***** TRECHO FORNECIDO

Análise do conto "Vidros Quebrados" de Machado de Assis

Análise do conto "Vidros Quebrados - Machado de Assis" - Curso de Letras, 1998.

Considerações iniciais

O propósito deste trabalho é expor minha análise do conto de Machado de Assis, denominado "Vidros Quebrados". Verificar suas estruturas narrativa, discursiva e semântica, apoiando-me em teorias de expoentes da ciência literária estruturalista, utilizando uma diversidade de conceitos valiosos, com a finalidade de não restringir a visão analítica a um grupo pequeno de instrumentos dissecantes.

Considere-se, a princípio, três atributos preliminares e básicos da obra: estrutura de conto, narrativa realista e essência temático-interpretativa. Então, pode-se na seqüência enveredar pela análise propriamente dita. Ei-la:

Análise Preliminar

O conto enfatiza, por intermédio da visão do personagem Venâncio, que o poder e a interferência Divina sobre relações amorosas, que resultam em casamentos, são maiores que o poder humano. Estas mesmas relações, em que estão envolvidas diretamente pessoas e indiretamente o Mítico, possuem desfechos positivos ou negativos dependendo da vontade Suprema, cabendo aos humanos a submissão inconsciente ou consciente, involuntária ou voluntária diante de Deus. O conceito citado está contido na abertura do conto e é retomado no seu final, tornando início e término interligados, dessa forma constituindo uma estrutura cíclica.

Existe um paralelo entre o conceito Humano & Mítico deste conto com a filosofia tecida no capítulo IX (“A Ópera”) do romance Dom Casmurro. No referido capítulo, um velho tenor italiano (sr. Marcolini) defende a idéia de que a vida é uma grande ópera. O Bem e o Mal regem a ópera e os figurantes (homem) são os regidos. A relação então é a de comando e comandado que é a mesma nas duas narrativas, com a força Superior (mítica) determinando a reação das peças integrantes de um determinado contexto. Todos os indivíduos, portanto, seguem um destino pré-definido por uma divindade que é a responsável por contexto, pessoas, tempo, destino, enfim, tudo o que envolve o ser humano. Posteriormente será relacionado outro capítulo de Dom Casmurro (último capítulo) que reforça a influência mítica na vida do homem por meio do destino. Em ambas as obras, portanto, o Mítico é responsável pelo destino. A seguir as oposições extraídas da obra:

- Mundo humano & Mundo mítico

- Poder humano & Poder Divino

- Natural & Sobrenatural

- Manipulado & Manipulador

- Dominado & Dominante

- Vidro & Diamante *

* esta oposição será abordada juntamente com o título do conto.

Esta obra temum cunho temático-interpretativo pois, por intermédio do personagem Venâncio, analisa fatos e julga-os sob uma visão filosófica com amparo de um dito popular. Apresenta-se claramente o realismo machadiano onde investiga-se a existência do ponto de vista filosófico, psicológico e social; mesmo porque Machado de Assis escrevia para problematizar, daí que a sua ficção seja essencialmente conceitual e filosofante. O Realismo propriamente dito é um movimento que traz a observação e a análise crítica para o centro da Literatura. Possui uma visão crítica da existência, sendo, por isso, mais analítico que expositivo.

**********
***** TRECHOS DO CONJUNTO

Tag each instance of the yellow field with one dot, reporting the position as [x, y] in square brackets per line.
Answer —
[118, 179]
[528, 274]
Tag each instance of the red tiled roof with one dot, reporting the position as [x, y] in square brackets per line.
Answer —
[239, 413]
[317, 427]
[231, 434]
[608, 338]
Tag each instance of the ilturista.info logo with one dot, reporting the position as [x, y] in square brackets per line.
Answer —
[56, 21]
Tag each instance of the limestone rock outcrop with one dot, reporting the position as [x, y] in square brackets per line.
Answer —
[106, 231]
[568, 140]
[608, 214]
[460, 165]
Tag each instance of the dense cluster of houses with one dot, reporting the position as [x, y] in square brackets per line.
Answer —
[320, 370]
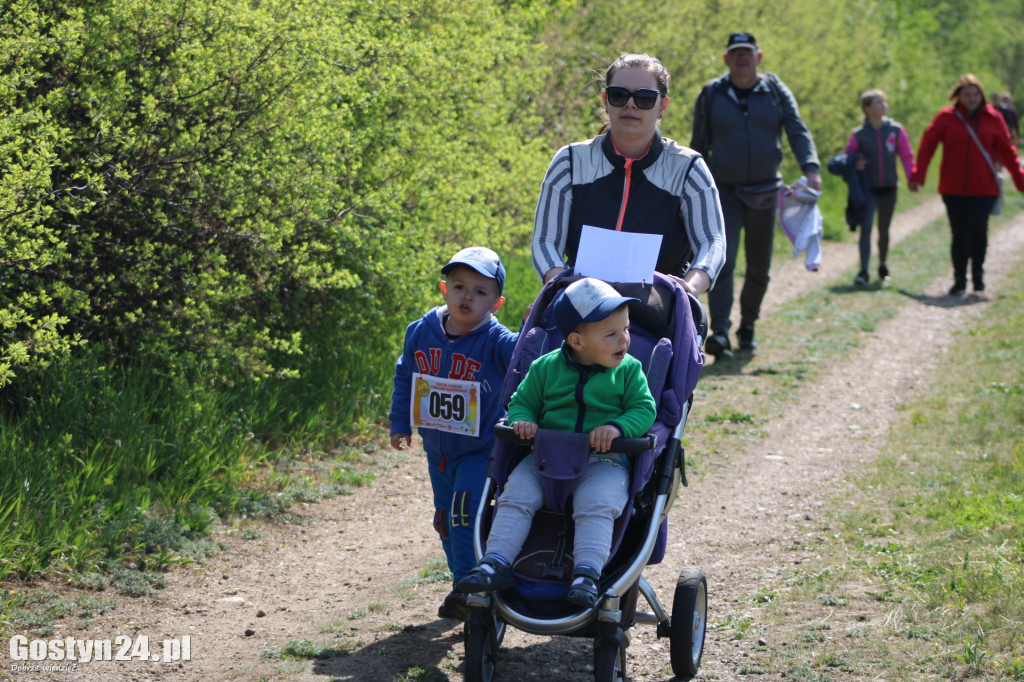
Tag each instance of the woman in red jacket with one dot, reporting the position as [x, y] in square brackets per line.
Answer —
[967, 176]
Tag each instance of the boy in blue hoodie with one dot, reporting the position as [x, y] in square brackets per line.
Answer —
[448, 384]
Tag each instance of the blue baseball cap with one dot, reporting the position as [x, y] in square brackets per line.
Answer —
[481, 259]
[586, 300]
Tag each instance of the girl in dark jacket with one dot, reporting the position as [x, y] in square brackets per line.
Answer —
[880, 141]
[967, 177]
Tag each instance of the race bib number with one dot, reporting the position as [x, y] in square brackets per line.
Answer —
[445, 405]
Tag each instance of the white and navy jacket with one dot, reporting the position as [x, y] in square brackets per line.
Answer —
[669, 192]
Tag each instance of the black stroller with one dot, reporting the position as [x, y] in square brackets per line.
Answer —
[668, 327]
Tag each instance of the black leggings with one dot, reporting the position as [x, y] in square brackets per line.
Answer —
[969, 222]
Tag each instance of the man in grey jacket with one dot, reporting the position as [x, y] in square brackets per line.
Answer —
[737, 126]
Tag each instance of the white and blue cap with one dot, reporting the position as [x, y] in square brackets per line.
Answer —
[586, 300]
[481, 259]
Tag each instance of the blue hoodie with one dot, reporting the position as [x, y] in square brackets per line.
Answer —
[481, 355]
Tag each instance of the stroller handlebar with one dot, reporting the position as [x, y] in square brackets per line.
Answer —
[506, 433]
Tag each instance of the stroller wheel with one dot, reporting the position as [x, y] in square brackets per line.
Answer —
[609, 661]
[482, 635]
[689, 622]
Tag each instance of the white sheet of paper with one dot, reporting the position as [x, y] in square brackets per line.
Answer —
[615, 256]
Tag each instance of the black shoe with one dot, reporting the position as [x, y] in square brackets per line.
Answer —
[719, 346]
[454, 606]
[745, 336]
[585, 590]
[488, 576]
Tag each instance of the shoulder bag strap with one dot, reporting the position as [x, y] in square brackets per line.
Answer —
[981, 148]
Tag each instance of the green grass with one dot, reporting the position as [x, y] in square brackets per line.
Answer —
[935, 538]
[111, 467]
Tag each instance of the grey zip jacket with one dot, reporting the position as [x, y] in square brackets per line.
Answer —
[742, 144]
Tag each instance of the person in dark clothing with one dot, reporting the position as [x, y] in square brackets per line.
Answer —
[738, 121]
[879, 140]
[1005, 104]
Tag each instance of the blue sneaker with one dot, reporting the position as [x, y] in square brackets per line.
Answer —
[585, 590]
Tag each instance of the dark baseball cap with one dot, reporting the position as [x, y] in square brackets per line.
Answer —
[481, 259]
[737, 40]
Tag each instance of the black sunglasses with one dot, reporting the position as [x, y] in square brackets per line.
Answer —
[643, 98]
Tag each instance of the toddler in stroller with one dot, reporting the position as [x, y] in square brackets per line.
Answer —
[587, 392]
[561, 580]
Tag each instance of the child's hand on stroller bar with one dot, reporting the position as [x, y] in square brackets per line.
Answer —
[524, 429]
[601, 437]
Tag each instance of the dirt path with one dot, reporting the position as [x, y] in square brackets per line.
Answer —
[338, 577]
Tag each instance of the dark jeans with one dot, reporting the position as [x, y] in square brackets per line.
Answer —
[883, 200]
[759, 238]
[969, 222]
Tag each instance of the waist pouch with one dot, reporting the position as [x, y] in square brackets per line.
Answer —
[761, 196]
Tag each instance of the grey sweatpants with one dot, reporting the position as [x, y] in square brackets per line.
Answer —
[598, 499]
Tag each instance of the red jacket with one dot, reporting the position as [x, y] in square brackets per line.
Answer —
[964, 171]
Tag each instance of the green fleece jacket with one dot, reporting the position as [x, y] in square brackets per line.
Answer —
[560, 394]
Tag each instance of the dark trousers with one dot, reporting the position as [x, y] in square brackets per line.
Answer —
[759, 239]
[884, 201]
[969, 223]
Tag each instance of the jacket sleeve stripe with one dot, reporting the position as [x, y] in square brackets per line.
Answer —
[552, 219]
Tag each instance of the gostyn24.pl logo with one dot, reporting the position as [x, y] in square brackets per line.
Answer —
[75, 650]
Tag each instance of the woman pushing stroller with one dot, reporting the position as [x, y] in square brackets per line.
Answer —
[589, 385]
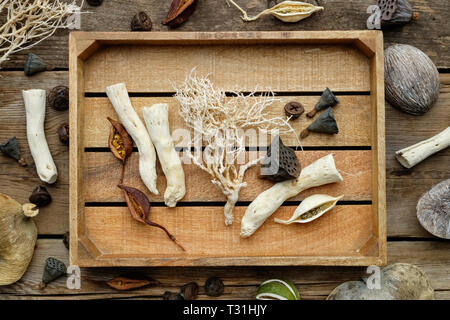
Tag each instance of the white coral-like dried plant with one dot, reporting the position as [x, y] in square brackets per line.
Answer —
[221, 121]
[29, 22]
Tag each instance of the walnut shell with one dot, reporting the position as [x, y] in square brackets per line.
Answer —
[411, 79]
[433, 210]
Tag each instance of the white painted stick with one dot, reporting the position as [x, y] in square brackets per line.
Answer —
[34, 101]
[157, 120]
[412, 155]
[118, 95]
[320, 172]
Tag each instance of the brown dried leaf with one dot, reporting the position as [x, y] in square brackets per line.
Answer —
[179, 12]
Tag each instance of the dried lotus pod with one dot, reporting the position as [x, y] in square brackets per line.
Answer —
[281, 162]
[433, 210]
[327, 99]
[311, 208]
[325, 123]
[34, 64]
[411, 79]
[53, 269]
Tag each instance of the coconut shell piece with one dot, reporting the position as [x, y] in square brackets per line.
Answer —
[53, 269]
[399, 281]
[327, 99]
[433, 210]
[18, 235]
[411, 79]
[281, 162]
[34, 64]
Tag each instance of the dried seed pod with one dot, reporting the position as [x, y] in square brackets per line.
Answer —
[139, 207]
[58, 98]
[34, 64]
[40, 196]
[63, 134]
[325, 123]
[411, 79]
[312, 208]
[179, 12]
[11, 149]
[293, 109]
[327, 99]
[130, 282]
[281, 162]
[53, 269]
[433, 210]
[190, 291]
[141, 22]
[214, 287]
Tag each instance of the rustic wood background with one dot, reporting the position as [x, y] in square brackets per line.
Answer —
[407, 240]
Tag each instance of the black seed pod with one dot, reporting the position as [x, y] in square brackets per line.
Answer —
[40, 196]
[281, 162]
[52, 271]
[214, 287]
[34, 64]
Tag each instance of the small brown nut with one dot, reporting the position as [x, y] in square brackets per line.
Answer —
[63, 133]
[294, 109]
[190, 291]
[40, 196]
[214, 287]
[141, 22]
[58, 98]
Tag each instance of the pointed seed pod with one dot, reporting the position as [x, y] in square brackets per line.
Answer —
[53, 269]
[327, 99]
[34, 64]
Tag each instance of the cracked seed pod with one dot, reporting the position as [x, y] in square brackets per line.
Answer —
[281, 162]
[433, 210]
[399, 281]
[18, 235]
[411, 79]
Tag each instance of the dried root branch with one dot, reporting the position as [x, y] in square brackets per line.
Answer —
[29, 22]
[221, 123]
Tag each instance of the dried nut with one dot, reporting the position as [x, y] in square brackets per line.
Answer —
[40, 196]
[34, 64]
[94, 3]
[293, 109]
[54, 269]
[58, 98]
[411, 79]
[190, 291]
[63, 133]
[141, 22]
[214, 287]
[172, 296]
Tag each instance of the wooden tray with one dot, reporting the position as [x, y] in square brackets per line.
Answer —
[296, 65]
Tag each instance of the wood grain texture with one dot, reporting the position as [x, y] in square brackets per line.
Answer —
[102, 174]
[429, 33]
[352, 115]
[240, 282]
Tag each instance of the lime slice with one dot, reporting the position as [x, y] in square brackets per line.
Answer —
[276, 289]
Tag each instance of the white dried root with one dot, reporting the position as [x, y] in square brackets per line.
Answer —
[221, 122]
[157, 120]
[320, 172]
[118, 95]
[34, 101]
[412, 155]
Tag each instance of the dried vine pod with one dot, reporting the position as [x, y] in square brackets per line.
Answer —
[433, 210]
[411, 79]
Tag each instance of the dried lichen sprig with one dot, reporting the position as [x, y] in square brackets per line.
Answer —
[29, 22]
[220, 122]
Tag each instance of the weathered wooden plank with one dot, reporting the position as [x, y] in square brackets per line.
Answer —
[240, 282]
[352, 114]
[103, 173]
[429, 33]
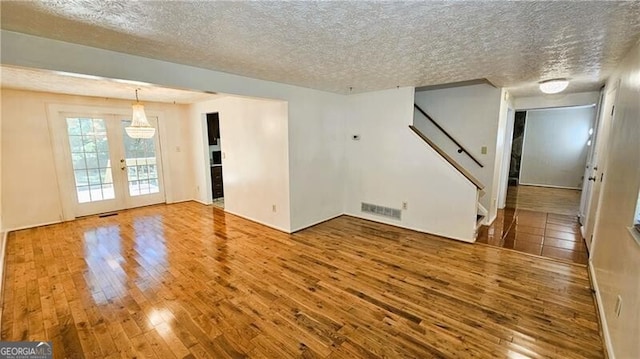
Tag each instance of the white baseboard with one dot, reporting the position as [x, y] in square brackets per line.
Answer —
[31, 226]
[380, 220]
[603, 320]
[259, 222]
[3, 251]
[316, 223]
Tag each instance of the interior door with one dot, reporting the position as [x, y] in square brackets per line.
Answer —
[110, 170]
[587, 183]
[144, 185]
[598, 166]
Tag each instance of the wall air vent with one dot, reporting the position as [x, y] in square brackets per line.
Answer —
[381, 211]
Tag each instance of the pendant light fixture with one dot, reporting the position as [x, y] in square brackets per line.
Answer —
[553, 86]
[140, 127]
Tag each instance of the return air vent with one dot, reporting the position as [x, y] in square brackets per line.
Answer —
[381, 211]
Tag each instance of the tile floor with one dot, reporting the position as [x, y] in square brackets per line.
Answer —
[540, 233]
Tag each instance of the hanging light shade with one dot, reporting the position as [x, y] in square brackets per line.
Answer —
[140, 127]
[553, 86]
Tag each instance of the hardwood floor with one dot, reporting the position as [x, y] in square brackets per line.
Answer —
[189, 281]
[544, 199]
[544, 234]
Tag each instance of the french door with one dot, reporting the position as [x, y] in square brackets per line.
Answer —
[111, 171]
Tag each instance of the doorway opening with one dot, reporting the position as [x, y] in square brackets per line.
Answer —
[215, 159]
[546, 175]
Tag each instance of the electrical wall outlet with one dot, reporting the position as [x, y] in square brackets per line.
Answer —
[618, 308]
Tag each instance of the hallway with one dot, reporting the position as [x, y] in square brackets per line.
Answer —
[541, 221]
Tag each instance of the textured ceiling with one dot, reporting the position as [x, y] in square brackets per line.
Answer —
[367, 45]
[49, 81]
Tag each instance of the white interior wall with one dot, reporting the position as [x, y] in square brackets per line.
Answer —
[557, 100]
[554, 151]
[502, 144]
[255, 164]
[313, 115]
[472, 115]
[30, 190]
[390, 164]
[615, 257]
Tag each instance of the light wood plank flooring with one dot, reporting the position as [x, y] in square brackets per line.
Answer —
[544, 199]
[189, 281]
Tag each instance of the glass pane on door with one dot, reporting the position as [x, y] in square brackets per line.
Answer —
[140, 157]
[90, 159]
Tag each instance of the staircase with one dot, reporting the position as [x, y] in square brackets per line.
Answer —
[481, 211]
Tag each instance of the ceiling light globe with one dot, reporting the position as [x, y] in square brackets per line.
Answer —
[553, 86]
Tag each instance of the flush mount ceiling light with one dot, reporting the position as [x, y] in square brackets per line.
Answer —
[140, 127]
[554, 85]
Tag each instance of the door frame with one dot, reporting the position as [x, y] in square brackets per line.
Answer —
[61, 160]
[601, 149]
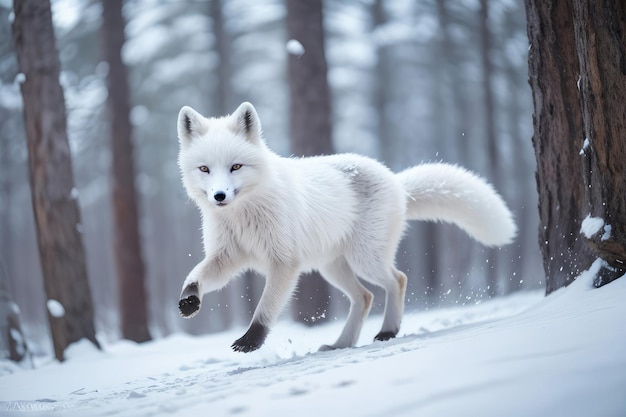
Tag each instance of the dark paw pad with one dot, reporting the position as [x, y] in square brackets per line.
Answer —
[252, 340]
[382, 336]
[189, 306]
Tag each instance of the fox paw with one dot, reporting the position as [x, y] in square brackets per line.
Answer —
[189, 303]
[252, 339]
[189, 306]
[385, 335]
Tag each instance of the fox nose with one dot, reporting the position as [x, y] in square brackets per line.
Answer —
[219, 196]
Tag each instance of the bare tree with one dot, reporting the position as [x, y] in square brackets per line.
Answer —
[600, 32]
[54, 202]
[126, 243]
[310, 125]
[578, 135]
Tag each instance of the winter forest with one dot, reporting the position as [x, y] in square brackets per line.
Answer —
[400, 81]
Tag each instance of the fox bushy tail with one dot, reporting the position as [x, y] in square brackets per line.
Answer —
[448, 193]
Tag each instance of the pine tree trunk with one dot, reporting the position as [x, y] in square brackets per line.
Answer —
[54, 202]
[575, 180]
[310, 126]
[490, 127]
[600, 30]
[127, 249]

**********

*AÇÕES NECESSÁRIAS*
1. Liste todas as oposições que o trecho fornecido diz ter extraído do conto.
2. Segundo o trecho fornecido, por que o conto tem uma estrutura cíclica?
3. Edite o trecho fornecido começando em "Considerações iniciais" e terminando em "de instrumentos dissecantes.", substituindo "propósito" por "objetivo".
Use somente o trecho fornecido como base.

*RESPOSTAS POR TAREFA*
1.
- Mundo humano & Mundo mítico
- Poder humano & Poder Divino
- Natural & Sobrenatural
- Manipulado & Manipulador
- Dominado & Dominante
- Vidro & Diamante

2. A estrutura é cíclica porque a ideia de que o poder Divino sobre as relações amorosas supera o poder humano aparece na abertura do conto e é retomada no final. Assim, o início e o término ficam interligados.

3.
Considerações iniciais

O objetivo deste trabalho é expor minha análise do conto de Machado de Assis, denominado "Vidros Quebrados". Verificar suas estruturas narrativa, discursiva e semântica, apoiando-me em teorias de expoentes da ciência literária estruturalista, utilizando uma diversidade de conceitos valiosos, com a finalidade de não restringir a visão analítica a um grupo pequeno de instrumentos dissecantes.